Exercise goal —
Would you output the material as a numbered list, leaving out blank lines, starting at its first line and stopping after the line that contains "column 373, row 185"?

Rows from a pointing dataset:
(begin)
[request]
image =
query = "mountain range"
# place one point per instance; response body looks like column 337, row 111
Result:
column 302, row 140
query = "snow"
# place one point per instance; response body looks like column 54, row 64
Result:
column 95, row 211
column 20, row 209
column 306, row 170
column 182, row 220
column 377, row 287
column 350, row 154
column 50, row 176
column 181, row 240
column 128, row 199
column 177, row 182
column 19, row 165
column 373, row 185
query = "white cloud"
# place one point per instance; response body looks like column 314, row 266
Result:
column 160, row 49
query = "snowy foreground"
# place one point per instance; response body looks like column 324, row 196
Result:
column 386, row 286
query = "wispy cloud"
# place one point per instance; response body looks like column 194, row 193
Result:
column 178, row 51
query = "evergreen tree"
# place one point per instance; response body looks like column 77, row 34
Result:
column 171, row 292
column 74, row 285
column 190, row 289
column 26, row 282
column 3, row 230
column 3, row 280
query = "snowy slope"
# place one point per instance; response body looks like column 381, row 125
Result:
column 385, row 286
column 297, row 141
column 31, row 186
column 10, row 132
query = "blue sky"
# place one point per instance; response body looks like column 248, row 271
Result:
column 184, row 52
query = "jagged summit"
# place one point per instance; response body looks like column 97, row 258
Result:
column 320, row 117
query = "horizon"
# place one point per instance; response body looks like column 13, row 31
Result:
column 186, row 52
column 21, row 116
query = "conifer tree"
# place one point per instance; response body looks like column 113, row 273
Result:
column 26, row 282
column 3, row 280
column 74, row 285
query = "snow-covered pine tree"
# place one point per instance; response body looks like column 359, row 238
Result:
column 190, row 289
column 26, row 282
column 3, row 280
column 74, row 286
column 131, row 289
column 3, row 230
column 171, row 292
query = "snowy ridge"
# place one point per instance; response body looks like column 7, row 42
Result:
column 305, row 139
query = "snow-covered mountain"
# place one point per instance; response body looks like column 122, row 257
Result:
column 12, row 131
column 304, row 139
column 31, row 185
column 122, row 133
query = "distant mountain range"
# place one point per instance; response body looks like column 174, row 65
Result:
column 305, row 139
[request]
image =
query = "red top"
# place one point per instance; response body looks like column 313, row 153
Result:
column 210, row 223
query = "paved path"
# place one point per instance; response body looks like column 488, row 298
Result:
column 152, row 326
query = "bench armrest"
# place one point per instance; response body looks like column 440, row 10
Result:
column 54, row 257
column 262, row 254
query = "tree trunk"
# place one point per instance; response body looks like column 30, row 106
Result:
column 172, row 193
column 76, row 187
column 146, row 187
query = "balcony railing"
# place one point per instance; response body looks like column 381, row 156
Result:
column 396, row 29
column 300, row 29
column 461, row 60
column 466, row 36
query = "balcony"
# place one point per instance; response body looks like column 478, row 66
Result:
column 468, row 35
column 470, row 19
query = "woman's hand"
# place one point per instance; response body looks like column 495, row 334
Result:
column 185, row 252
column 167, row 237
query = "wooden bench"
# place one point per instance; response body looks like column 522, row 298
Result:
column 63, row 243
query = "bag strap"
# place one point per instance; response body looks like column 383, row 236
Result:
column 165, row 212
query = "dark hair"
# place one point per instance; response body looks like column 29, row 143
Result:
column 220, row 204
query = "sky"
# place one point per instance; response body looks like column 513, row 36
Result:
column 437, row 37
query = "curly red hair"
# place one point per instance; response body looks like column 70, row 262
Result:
(end)
Full response —
1. [request]
2. image =
3. query = "mountain range"
4. # place one point per instance; response body looks like column 337, row 111
5. Result:
6. column 302, row 140
7. query = "snow"
8. # place one point per instance; response body looks like column 54, row 64
9. Result:
10. column 95, row 211
11. column 20, row 209
12. column 306, row 170
13. column 182, row 220
14. column 377, row 287
15. column 350, row 154
16. column 50, row 176
17. column 181, row 240
18. column 128, row 199
19. column 177, row 182
20. column 19, row 165
21. column 373, row 185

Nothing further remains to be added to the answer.